Once a staunch defender of financial responsibility in the EU, Germany has thrown its support behind the European Commission’s ill-conceived, unwarranted and politicized budget scheme to aid the eurozone’s economy.
On July 1, Germany assumed the presidency of the European Union for the second half of 2020. The first major matter that Chancellor Angela Merkel faces is a financial aid program devised by the European Commission for the euro area’s economy. It includes a seven-year stimulus package worth 1.1 trillion euros and a 750 billion-euro Covid-19 recovery plan. The program is meant to help restart the post-lockdown European economy.
In 2010, when Greece, a eurozone member, was on the brink of financial collapse, Chancellor Merkel steeled herself to break the EU’s no-bailout rules. These stability principles and the 3 percent public spending ceiling were devised to allow the establishment of a common currency. At the time of the Greek drama, Ms. Merkel famously said that, “If the euro fails, Europe fails,” meaning there was no alternative to violating these rules and proceeding with the financial help. She argued, with no solid factual basis, that Greece’s bankruptcy would trigger a domino effect. Even though the adoption of the euro had been detrimental to the Greek economy, Athens had to be kept in the eurozone despite not meeting the common currency requirements.

_Source information_
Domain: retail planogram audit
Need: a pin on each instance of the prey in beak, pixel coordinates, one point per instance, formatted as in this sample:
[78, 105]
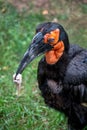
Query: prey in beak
[36, 48]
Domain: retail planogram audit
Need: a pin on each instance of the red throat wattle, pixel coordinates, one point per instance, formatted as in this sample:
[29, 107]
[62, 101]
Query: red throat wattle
[58, 47]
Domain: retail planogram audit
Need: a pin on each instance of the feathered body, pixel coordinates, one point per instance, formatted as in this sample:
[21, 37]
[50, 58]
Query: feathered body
[64, 85]
[62, 72]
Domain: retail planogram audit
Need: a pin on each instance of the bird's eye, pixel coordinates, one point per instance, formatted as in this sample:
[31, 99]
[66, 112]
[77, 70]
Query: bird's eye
[51, 40]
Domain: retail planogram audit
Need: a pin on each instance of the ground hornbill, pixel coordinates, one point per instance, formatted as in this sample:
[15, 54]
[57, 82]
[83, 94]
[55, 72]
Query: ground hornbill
[62, 72]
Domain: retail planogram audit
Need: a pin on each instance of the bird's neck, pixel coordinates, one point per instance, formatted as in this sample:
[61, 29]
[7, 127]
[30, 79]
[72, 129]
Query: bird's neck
[55, 54]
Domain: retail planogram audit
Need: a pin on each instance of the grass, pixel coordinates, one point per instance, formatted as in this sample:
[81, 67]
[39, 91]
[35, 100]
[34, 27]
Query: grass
[27, 112]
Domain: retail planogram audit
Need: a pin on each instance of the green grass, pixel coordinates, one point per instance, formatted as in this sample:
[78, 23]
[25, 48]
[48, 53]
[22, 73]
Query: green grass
[29, 111]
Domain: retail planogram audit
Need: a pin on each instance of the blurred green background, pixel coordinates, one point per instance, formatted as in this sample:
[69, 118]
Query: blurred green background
[18, 20]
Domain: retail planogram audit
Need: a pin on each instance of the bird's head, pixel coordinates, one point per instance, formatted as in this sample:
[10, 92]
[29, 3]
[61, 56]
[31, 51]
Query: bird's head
[50, 39]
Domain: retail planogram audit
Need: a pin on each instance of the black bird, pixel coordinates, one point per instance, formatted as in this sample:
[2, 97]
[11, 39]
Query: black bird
[62, 72]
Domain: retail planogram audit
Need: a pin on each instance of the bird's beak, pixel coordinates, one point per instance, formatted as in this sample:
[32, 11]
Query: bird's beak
[36, 48]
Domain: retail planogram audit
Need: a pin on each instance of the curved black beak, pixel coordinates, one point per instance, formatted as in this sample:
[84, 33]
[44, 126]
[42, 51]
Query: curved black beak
[36, 48]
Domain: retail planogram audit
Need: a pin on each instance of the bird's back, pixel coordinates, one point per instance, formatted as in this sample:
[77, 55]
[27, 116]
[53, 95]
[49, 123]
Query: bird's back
[61, 90]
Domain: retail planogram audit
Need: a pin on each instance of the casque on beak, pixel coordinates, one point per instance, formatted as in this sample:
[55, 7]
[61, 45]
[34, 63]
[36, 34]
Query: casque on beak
[36, 48]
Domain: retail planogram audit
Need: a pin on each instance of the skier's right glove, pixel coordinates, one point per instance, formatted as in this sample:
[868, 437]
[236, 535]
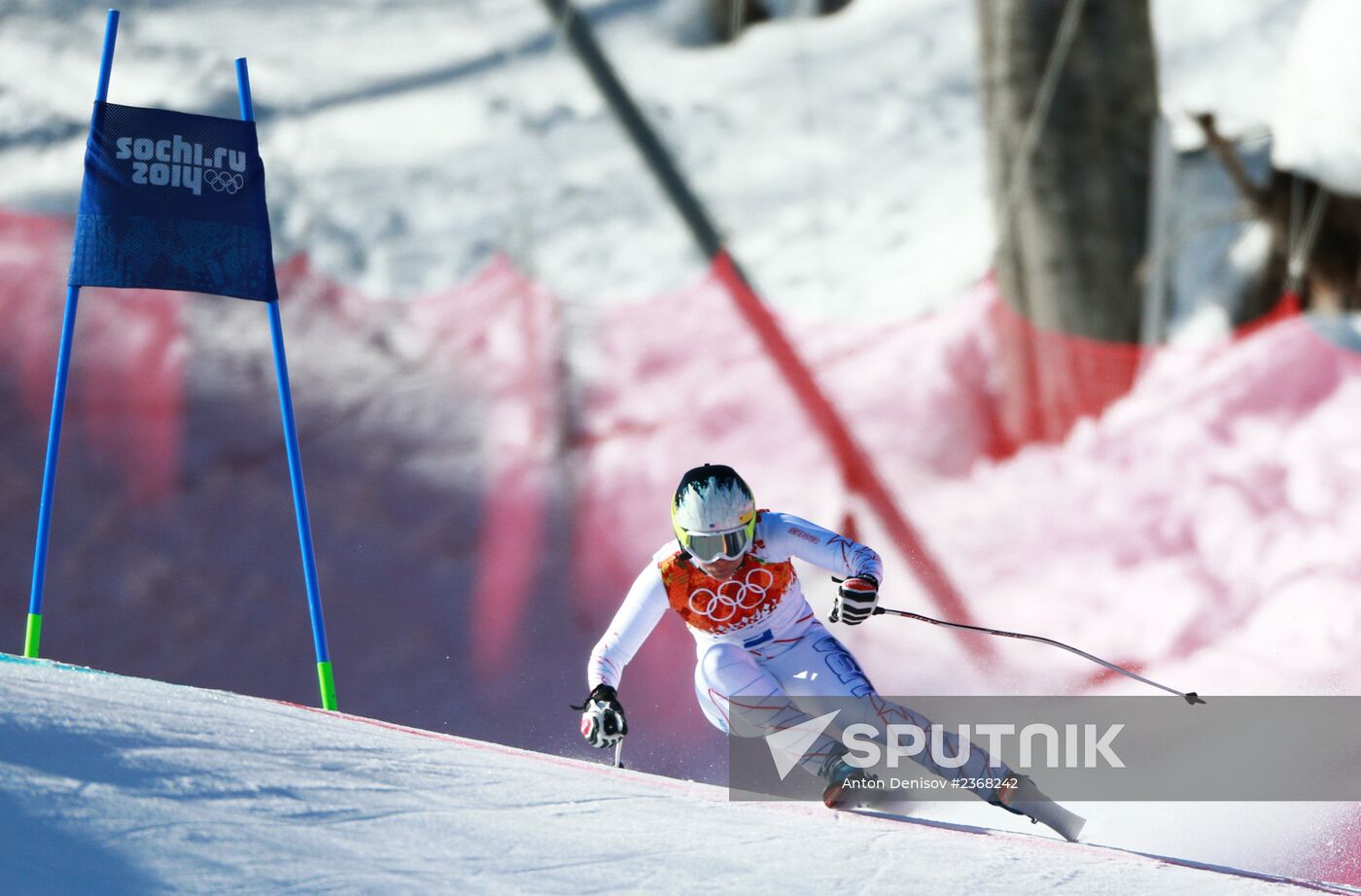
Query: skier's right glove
[855, 600]
[602, 722]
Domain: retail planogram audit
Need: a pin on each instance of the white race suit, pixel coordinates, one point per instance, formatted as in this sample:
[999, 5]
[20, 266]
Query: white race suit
[755, 637]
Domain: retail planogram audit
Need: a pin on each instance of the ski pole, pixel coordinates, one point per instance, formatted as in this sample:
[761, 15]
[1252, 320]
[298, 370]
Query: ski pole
[1190, 697]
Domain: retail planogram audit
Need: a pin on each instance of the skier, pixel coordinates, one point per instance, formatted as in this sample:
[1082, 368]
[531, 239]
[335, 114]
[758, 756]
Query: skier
[731, 579]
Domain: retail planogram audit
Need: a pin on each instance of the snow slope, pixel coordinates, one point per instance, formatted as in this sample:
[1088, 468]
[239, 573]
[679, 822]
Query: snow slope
[1204, 529]
[119, 784]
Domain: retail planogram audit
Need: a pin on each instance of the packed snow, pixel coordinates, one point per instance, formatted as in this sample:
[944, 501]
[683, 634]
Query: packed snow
[497, 329]
[120, 786]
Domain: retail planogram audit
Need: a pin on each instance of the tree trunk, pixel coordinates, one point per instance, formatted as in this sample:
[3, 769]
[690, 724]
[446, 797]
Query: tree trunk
[1072, 215]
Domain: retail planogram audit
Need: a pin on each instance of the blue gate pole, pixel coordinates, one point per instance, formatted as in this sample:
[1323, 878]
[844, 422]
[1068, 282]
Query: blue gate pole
[33, 631]
[290, 435]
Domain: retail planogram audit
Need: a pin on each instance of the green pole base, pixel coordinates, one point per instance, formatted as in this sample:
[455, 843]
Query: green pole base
[33, 636]
[329, 685]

_What this exercise asks_
1) From the passage on Germany and the EU aid program, repeat word for word the stretch from "Once a staunch" through "the eurozone’s economy.".
2) According to the passage on Germany and the EU aid program, when did Germany take over the presidency of the European Union?
3) Using the passage on Germany and the EU aid program, explain in one to three sentences why Merkel was willing to break the EU's no-bailout rules in 2010.

_Solutions to the exercise_
1)
Once a staunch defender of financial responsibility in the EU, Germany has thrown its support behind the European Commission’s ill-conceived, unwarranted and politicized budget scheme to aid the eurozone’s economy.

2) On July 1, for the second half of 2020.

3) She held that "If the euro fails, Europe fails," so there was no alternative to breaking the rules and giving Greece financial help. She also argued that Greece's bankruptcy would set off a domino effect.